§ **WORK TO BE COMPLETED**: Return each entry unchanged.

§ **RECORD EXTRACTS**:
________________

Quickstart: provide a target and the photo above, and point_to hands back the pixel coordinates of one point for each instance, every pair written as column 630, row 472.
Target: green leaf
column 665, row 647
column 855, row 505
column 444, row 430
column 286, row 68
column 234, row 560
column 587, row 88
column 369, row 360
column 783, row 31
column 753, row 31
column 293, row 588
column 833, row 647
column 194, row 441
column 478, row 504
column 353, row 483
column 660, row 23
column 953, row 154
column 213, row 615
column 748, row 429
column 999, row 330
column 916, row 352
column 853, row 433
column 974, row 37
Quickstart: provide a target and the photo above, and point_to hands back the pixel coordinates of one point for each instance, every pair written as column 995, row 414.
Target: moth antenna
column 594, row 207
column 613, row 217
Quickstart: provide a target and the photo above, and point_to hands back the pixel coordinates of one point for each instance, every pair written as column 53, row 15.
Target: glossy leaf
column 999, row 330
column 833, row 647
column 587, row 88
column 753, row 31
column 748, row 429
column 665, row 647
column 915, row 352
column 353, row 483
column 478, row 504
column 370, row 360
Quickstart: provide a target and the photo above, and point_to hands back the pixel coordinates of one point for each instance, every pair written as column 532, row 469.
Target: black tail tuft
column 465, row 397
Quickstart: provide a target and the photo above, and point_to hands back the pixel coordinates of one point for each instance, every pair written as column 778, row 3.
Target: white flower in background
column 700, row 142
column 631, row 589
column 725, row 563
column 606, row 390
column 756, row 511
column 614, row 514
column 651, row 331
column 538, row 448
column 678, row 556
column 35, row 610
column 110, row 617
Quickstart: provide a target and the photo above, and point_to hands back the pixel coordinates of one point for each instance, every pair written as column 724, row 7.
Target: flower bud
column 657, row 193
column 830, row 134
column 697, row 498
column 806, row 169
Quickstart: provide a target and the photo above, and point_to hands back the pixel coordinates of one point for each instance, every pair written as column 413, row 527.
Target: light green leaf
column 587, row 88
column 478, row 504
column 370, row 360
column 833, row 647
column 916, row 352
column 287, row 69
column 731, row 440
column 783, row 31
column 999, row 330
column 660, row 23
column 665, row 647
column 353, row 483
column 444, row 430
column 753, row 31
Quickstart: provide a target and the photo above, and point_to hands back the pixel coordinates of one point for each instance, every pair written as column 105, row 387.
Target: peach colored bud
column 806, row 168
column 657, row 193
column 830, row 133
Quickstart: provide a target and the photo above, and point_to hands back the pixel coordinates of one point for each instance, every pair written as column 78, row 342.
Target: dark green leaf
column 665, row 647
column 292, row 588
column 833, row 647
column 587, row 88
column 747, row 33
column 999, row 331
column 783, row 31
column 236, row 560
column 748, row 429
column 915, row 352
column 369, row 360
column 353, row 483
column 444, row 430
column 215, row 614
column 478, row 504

________________

§ **RESPONSE BELOW**:
Quickstart: provide a target and the photo above, and point_to hands back the pixel coordinates of one point for each instance, every pair written as column 630, row 472.
Target: green leaf
column 665, row 647
column 855, row 505
column 444, row 430
column 286, row 68
column 234, row 560
column 587, row 88
column 369, row 360
column 783, row 31
column 753, row 31
column 293, row 588
column 833, row 647
column 194, row 441
column 478, row 504
column 353, row 483
column 660, row 23
column 953, row 154
column 213, row 615
column 748, row 429
column 999, row 330
column 916, row 352
column 853, row 433
column 974, row 37
Quickstart: provide a target and the photo above, and point_to hands back the pixel coordinates of one point for each instance, every pair written as column 995, row 414.
Target: moth antenna
column 594, row 207
column 613, row 217
Quickstart: provide a target and the photo above, and point_to hands back the pixel coordinates of one point for each instance, every pair written as column 53, row 15.
Target: glossy leaf
column 999, row 330
column 833, row 647
column 587, row 88
column 753, row 31
column 748, row 429
column 665, row 647
column 915, row 352
column 353, row 483
column 478, row 504
column 370, row 360
Quickstart: provide a target and the photo above, and point_to hands back the pixel coordinates of one point for each instance, every pair written as column 532, row 469.
Target: black tail tuft
column 465, row 397
Quickstart: provide a target and the photo above, and point_to hands back the pixel coordinates of one point for each instance, every pair written as column 778, row 3.
Target: white flower in background
column 700, row 142
column 631, row 589
column 725, row 563
column 606, row 390
column 756, row 511
column 614, row 514
column 651, row 331
column 538, row 448
column 678, row 556
column 35, row 610
column 110, row 617
Quickstart: provide a target and the photo above, and point_to hands back the pixel coordinates of one point for each instance, every pair written as column 724, row 7.
Target: flower bud
column 657, row 193
column 830, row 134
column 697, row 498
column 806, row 169
Quickstart: provide a target and the photo above, and point_to hands back the pixel coordinates of one point for each instance, every pair written as column 413, row 527.
Target: light green leaf
column 587, row 88
column 478, row 504
column 370, row 360
column 833, row 647
column 916, row 352
column 287, row 69
column 731, row 440
column 783, row 31
column 999, row 330
column 660, row 23
column 665, row 647
column 353, row 483
column 444, row 430
column 753, row 31
Quickstart: provide a target and the photo above, and point_to hands back the pixel coordinates of one point for each instance, every pair written as column 105, row 387.
Target: peach colored bud
column 806, row 168
column 657, row 193
column 830, row 133
Quickstart: provide a target and the photo above, and point_to hands back the pixel coordinates of one point for each instance, every pair written as column 78, row 342.
Target: dark green leaf
column 665, row 647
column 292, row 588
column 833, row 647
column 587, row 88
column 747, row 33
column 999, row 331
column 783, row 31
column 236, row 560
column 748, row 429
column 915, row 352
column 369, row 360
column 353, row 483
column 444, row 430
column 215, row 614
column 478, row 504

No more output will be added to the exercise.